WHAT THE EXERCISE ASKS> Leave out the pictures and transcribe the rest of the records exactly.

LISTED ENTRIES>
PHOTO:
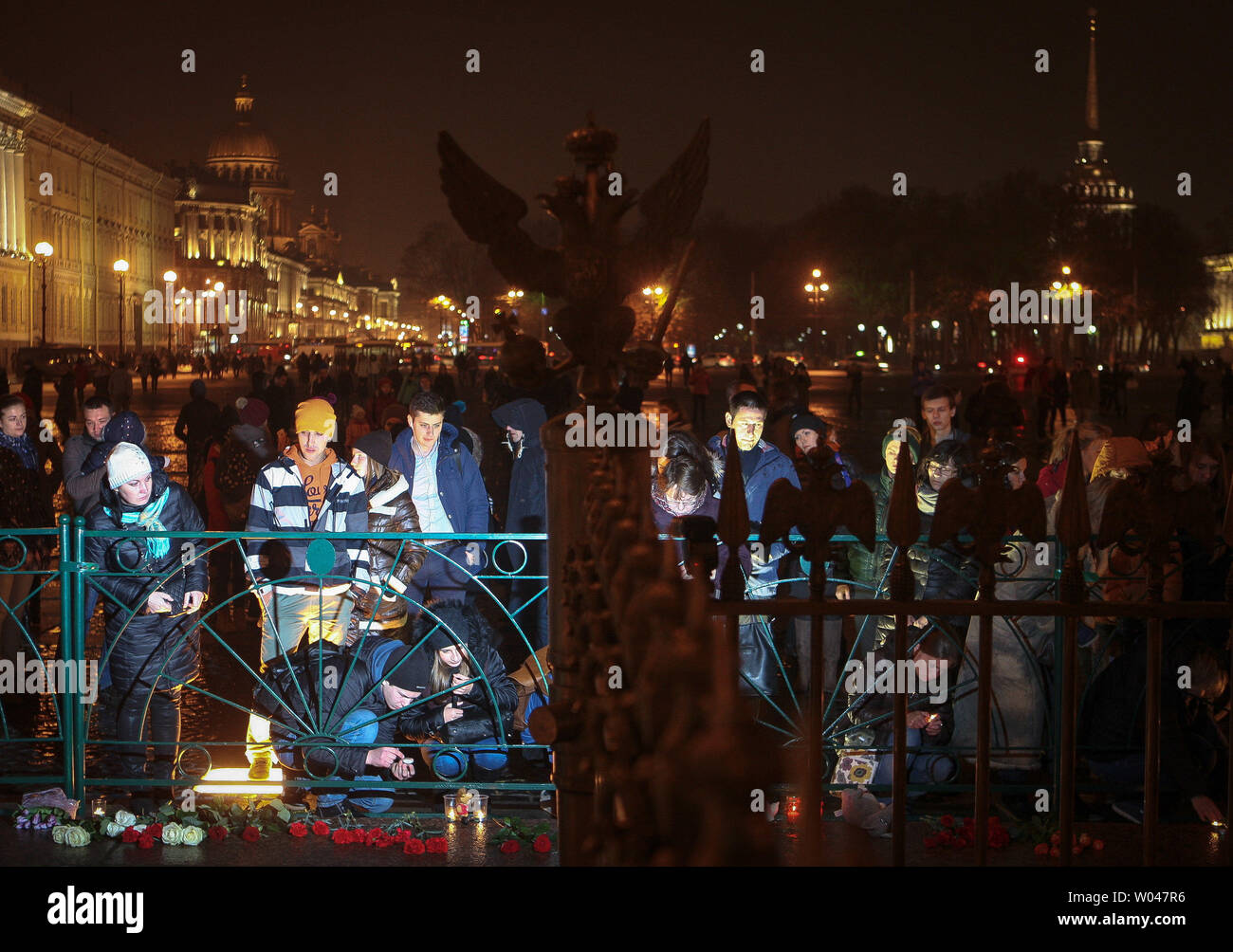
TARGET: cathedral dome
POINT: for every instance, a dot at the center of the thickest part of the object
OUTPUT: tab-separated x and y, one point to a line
243	150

FINISHED EXERCISE>
PHOTO:
TARGET: cathedral dome
POINT: for every instance, a dot at the center of the thickest part of the object
OUTPUT: tab-separated x and y, one point to a line
243	150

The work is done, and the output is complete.